**Saved data entries**

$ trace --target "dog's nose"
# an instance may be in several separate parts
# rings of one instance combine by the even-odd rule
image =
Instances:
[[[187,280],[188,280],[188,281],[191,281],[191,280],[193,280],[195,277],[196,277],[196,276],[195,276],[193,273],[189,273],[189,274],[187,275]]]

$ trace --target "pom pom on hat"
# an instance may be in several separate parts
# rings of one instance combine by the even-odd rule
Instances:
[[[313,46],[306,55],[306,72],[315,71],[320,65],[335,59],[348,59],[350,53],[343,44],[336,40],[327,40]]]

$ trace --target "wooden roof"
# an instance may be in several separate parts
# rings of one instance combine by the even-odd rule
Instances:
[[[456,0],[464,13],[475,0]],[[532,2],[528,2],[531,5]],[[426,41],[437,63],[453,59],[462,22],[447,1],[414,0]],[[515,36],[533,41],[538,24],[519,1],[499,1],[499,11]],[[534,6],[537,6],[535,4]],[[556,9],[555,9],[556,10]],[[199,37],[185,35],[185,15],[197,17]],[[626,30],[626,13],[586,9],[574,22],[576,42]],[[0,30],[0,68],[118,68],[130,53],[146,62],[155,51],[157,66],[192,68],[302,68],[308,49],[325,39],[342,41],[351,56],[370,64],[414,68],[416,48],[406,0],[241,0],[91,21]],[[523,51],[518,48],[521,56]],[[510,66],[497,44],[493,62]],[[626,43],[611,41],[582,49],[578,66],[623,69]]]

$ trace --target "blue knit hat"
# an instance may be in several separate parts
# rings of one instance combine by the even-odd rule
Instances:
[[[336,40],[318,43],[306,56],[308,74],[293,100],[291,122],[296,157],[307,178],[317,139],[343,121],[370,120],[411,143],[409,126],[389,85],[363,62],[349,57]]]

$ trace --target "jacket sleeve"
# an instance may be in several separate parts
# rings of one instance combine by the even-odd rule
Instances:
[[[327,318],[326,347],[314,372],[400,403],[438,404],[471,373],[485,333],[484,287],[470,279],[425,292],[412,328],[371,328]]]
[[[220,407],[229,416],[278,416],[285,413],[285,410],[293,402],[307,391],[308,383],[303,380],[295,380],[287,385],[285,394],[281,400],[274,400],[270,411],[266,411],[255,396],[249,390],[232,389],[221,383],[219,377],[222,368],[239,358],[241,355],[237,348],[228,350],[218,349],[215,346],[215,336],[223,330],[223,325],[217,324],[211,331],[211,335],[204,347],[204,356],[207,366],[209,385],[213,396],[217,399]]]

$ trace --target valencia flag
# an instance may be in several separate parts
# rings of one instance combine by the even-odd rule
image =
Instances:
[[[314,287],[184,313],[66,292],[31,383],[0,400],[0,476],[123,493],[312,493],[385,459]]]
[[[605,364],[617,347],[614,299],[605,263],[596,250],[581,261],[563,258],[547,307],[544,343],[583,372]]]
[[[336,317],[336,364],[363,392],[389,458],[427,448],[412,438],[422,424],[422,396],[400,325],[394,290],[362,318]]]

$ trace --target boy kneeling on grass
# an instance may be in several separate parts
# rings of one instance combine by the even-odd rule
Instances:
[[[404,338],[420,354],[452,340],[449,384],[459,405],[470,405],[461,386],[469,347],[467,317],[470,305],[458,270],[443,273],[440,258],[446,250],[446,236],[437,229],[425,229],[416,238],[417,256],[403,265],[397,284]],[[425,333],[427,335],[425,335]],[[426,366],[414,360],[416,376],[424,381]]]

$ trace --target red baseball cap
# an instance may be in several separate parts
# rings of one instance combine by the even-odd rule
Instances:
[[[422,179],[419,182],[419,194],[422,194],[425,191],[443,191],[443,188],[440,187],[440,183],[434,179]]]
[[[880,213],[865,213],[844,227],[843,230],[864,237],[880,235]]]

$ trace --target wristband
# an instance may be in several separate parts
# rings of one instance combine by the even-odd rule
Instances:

**Task item**
What is needed is an exact, complete copy of the entries above.

**Final answer**
$ trace --target "dog's nose"
# an instance may be in several separate parts
# rings of one instance combine by the even-odd rule
image =
Instances:
[[[187,280],[188,280],[188,281],[191,281],[191,280],[193,280],[195,277],[196,277],[196,276],[195,276],[193,273],[189,273],[189,274],[187,275]]]

$ trace --target "pom pom on hat"
# an instance may be in several separate parts
# rings of one instance combine by the even-odd rule
Instances:
[[[313,46],[306,55],[306,72],[315,71],[320,65],[335,59],[348,59],[350,53],[343,44],[336,40],[327,40]]]

$ trace --target "wooden roof"
# an instance may be in several separate parts
# rings of one instance combine by the even-odd rule
Instances:
[[[456,0],[464,13],[475,0]],[[532,2],[528,2],[531,5]],[[426,41],[437,63],[453,59],[462,22],[447,1],[414,0]],[[515,36],[533,41],[538,24],[519,1],[499,1],[499,11]],[[534,6],[537,6],[535,4]],[[556,9],[555,9],[556,10]],[[199,37],[185,35],[185,15],[197,17]],[[626,30],[626,13],[586,9],[574,22],[576,42]],[[0,30],[0,68],[118,68],[130,53],[146,62],[155,51],[157,66],[192,68],[302,68],[308,49],[325,39],[342,41],[351,56],[370,64],[414,68],[416,48],[406,0],[241,0],[91,21]],[[523,51],[518,48],[521,56]],[[510,66],[497,44],[493,62]],[[626,43],[611,41],[582,49],[578,66],[623,69]]]

$ trace --target "blue knit hat"
# an instance may be in several separate parts
# rings of one instance combine by the even-odd rule
Instances:
[[[336,40],[318,43],[306,56],[308,74],[293,100],[291,122],[296,157],[307,178],[317,139],[343,121],[370,120],[411,143],[409,126],[389,85],[363,62],[349,57]]]

$ trace --target "jacket sleeve"
# an instance may be in several separate parts
# rings of one instance combine by the even-odd rule
Instances:
[[[327,318],[326,347],[314,372],[400,403],[438,404],[471,373],[485,333],[484,287],[470,279],[425,292],[412,328],[371,328]]]
[[[220,407],[229,416],[278,416],[285,413],[285,410],[293,402],[307,391],[308,383],[303,380],[295,380],[287,385],[285,394],[281,400],[274,400],[270,411],[266,411],[255,396],[249,390],[232,389],[221,383],[219,377],[222,368],[239,358],[241,355],[237,348],[228,350],[218,349],[215,346],[215,336],[223,330],[223,325],[217,324],[211,331],[211,335],[204,347],[204,356],[207,366],[209,385],[213,396],[217,399]]]

$ trace --target valencia flag
# an instance may be in several separate parts
# rings of one instance combine by the even-odd rule
image =
Instances:
[[[314,287],[184,313],[66,292],[31,383],[0,400],[0,476],[123,493],[312,493],[385,459]]]
[[[605,364],[617,347],[614,299],[605,263],[596,250],[581,261],[563,258],[547,307],[544,343],[583,372]]]
[[[336,317],[336,364],[363,392],[389,458],[427,448],[412,438],[422,424],[422,396],[400,325],[394,290],[362,318]]]

$ trace --target boy kneeling on grass
# an instance may be in several separate parts
# rings of one instance combine by the even-odd rule
Instances:
[[[404,338],[420,354],[452,340],[449,384],[459,405],[470,405],[461,386],[469,347],[467,317],[470,305],[458,270],[443,273],[440,258],[446,250],[446,236],[437,229],[425,229],[416,238],[417,256],[403,265],[397,284]],[[425,333],[427,335],[425,335]],[[426,366],[414,360],[416,376],[424,381]]]

$ trace --target red baseball cap
# an instance may be in several separate parts
# rings of one instance combine by the even-odd rule
Instances:
[[[422,179],[419,182],[419,194],[422,194],[425,191],[443,191],[443,188],[440,187],[440,183],[434,179]]]
[[[880,213],[865,213],[844,227],[843,230],[864,237],[880,235]]]

$ trace --target wristband
# an instance may be in several separate parts
# rings of one instance combine by the even-odd rule
Instances:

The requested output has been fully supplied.